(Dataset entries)
☆ ☆ ☆ ☆
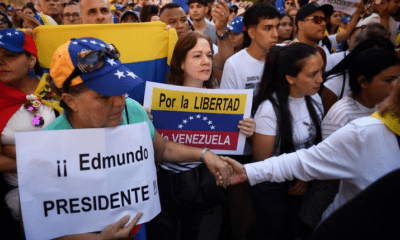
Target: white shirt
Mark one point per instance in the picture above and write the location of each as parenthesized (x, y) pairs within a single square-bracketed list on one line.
[(335, 84), (335, 58), (359, 153), (304, 130), (341, 113), (242, 71)]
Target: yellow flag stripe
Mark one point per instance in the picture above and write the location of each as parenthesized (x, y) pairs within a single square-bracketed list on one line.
[(137, 42), (172, 100)]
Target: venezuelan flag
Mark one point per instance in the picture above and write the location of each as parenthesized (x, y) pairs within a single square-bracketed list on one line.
[(146, 48), (199, 119)]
☆ ☆ ☆ ☆
# [WRITTEN REQUEST]
Output every line of the records as a Markdown table with the columns "Line" and "Text", numbering the rows in order and skipping blank lines. Leave the pictures out of the answer.

# [FULL SOLUTION]
| Line | Text |
|---|---|
| 1 | Target: white shirt |
| 2 | Mark one point per instance in the picture above and write the location of each as parenthesized (x, y) pairs within a single square-bracketed list on one line. |
| 3 | [(335, 84), (335, 58), (359, 153), (304, 130), (341, 113), (242, 71)] |
| 4 | Target: yellow flag stripe |
| 5 | Mark one point per instance in the picture above and write the location of each as parenthesized (x, y) pairs within a single square-bracketed list on one line. |
| 6 | [(137, 42), (172, 100)] |
| 7 | Target: venezuelan flag |
| 8 | Mark one point per instance in the picture above and write the location of each as parenthesized (x, y) pairs within a single square-bracketed list on one line. |
| 9 | [(146, 48), (199, 119)] |